Could you revise the records below so that each "Place a dot on" becomes "Mark a point on", with nothing else changed?

▶ [Listed entries]
__________________________________________________
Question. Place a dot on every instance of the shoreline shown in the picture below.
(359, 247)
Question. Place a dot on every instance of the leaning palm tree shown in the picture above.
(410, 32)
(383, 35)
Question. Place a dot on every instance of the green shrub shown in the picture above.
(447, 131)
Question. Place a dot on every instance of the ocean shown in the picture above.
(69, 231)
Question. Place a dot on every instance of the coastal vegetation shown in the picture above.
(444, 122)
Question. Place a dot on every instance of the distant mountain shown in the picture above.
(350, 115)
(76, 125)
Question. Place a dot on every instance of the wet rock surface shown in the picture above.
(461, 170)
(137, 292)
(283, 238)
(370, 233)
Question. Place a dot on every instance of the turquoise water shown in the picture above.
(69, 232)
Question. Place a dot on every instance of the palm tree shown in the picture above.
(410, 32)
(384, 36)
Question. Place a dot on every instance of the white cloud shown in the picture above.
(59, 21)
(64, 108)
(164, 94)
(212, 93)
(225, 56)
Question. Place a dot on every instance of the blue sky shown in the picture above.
__________________________________________________
▶ [Solved exercise]
Question. Mark a point on every instance of the shoreline shown in the picture below.
(359, 247)
Question. Mark a point on every instance of the leaning palm tree shown in the picture above.
(410, 32)
(383, 35)
Question. Mark a point on every instance of the green shrub shown in the picture above.
(447, 131)
Question. Mark a point on every instance of the ocean shown in the picture above.
(69, 231)
Question. Mark a point on every instance of the coastal vegetation shown in the picture above.
(444, 122)
Question. Mark a point on every instance of the distant mountain shown in the picture above.
(350, 115)
(76, 125)
Question. Mark a point on every instance of the wet rock surface shown in the picture above.
(461, 170)
(137, 292)
(283, 238)
(370, 233)
Question. Mark a point on every instance of the turquoise water shown in the picture above.
(69, 232)
Question. Mark a point on every instance of the palm tree shown in the picture above.
(410, 32)
(384, 36)
Question. Mark a point on every instance of the white cloud shown in the picture above.
(59, 21)
(64, 108)
(164, 94)
(212, 93)
(225, 56)
Question. Mark a point on every instance of the blue sky shown in the picture above.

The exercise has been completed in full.